▶ **Provided text**:
Lowest share of 'early school leavers' in Croatia, highest in Malta and Spain

Compared with 2006, the proportion of early leavers from education and training decreased in 2016 in all Member States for which the time-series is available, except in the Czech Republic, Romania and Slovakia.

In 2016, the lowest proportions of early leavers from education and training were observed in Croatia (2.8%), Lithuania (4.8%), Slovenia (4.9%), Poland (5.2%) and Luxembourg (5.5%), while the highest shares were recorded in Malta (19.6%), Spain (19.0%) and Romania (18.5%).

Fifteen Member States have already met their 2020 national target for this indicator: Belgium, Denmark, Ireland, Greece, France, Croatia, Italy, Cyprus, Latvia, Lithuania, Luxembourg, the Netherlands, Austria, Slovenia and Finland.

In 2016, the share of early leavers from education and training was lower for women than for men in every EU Member State, except in Bulgaria, the Czech Republic and Romania.


No national target exists for the United Kingdom. The source dataset can be found here.

▶ **Written problem A**: Would you transcribe the stretch of the early-school-leavers text from "Lowest share of" through "Romania and Slovakia."?

▶ **Data records**:
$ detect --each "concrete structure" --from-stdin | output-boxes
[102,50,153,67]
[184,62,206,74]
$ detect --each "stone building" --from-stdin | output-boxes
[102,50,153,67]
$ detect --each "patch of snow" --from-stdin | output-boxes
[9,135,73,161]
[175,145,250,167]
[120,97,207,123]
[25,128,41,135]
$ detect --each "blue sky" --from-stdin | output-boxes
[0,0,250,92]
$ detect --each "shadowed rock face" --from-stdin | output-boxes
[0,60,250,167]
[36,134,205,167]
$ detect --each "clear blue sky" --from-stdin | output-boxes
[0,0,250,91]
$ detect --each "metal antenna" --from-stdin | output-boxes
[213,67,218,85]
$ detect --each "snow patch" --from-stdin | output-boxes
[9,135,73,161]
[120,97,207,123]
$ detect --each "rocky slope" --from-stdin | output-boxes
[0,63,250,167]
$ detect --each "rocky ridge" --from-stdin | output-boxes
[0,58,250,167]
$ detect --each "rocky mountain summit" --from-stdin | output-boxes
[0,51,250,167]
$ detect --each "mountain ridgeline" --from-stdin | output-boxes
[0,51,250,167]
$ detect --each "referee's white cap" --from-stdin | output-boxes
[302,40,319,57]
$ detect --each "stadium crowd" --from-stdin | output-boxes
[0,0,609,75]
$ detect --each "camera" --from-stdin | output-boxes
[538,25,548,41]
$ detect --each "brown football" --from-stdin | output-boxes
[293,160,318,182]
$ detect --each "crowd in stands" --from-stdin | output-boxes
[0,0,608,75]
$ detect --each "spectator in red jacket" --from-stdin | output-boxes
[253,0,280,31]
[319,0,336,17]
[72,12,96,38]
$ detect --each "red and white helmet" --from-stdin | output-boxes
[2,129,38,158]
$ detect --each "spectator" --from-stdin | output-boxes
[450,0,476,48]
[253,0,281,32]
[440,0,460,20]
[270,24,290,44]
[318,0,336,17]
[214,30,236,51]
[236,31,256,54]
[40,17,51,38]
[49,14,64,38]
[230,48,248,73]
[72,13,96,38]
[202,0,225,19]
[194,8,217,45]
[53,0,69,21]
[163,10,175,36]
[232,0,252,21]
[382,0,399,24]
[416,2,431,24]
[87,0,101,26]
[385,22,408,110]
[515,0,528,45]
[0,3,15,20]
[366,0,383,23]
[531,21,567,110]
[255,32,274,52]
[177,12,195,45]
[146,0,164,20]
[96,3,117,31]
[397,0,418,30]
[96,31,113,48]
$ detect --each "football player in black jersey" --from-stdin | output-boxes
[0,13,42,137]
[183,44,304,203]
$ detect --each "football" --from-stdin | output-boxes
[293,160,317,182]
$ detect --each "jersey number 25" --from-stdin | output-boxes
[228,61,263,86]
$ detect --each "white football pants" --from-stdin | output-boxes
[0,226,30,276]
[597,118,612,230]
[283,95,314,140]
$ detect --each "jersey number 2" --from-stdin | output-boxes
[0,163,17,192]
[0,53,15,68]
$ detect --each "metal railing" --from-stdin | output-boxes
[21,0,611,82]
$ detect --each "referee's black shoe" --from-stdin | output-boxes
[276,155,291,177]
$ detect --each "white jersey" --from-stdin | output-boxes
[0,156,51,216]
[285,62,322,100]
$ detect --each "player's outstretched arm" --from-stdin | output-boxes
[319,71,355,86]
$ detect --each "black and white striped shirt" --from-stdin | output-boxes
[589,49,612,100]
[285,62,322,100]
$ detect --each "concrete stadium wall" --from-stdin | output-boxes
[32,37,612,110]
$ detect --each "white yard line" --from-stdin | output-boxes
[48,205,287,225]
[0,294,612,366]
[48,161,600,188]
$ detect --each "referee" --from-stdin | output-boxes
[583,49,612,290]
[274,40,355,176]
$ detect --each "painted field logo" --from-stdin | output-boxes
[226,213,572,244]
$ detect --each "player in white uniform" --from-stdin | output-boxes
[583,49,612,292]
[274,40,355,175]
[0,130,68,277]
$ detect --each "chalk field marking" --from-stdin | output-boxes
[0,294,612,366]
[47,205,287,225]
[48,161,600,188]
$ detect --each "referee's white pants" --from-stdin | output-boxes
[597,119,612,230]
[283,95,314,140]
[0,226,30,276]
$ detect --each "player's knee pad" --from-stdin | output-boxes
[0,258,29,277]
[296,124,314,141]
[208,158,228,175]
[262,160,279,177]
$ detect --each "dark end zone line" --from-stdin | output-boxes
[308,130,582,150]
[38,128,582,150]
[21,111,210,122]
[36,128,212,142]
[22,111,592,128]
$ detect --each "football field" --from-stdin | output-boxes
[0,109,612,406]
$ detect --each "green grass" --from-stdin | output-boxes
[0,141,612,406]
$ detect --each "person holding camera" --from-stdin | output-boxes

▶ **Written problem B**: Can you rescale the listing from its start through the line containing "[2,129,38,158]", giving back every line in that stretch but with each bounding-box coordinate multiplied by 2.3 and rounded to a whole number, halves rounding up?

▶ **Full output A**:
Lowest share of 'early school leavers' in Croatia, highest in Malta and Spain

Compared with 2006, the proportion of early leavers from education and training decreased in 2016 in all Member States for which the time-series is available, except in the Czech Republic, Romania and Slovakia.

▶ **Full output B**:
$ detect --each "concrete structure" --from-stdin | output-boxes
[235,115,352,154]
[423,143,474,170]
$ detect --each "stone building" --from-stdin | output-boxes
[235,115,352,154]
$ detect --each "patch of snow" --from-stdin | output-boxes
[21,311,168,370]
[403,334,575,384]
[276,223,476,283]
[58,294,94,311]
$ detect --each "blue sky" --from-stdin | output-boxes
[0,0,575,212]
$ detect --each "shadowed rock face" --from-stdin | output-boxes
[0,138,575,384]
[83,308,472,384]
$ detect --each "clear blue sky" --from-stdin | output-boxes
[0,0,575,209]
$ detect --each "metal antenna" --from-stdin | output-boxes
[490,154,501,196]
$ detect --each "snow patch" --from-stdin | output-boxes
[21,311,168,370]
[276,223,476,283]
$ detect --each "rocky slope" --from-stdin | output-boxes
[0,145,575,384]
$ detect --each "rocky ridge" --from-stdin | output-boxes
[0,133,575,384]
$ detect --each "rocky mountain summit" --from-stdin | output-boxes
[0,117,575,384]
$ detect --each "mountain ridgeline" --from-stdin | output-boxes
[0,117,575,384]
$ detect --each "referee's white cap" --from-stdin | output-boxes
[695,92,734,131]
$ detect --each "stadium crowd" --from-stdin | output-boxes
[0,0,1401,173]
$ detect --each "camera" --from-stdin | output-boxes
[1237,58,1260,94]
$ detect --each "brown football" --from-stdin | output-boxes
[674,368,731,419]
$ detect --each "crowd in stands" --from-stdin | output-boxes
[0,0,1398,173]
$ detect --each "spectator in red jacket" --from-stdin | output-boxes
[582,0,644,71]
[734,0,773,39]
[166,28,221,87]
$ detect --each "red and white helmet" --from-stdin | output-boxes
[5,297,87,363]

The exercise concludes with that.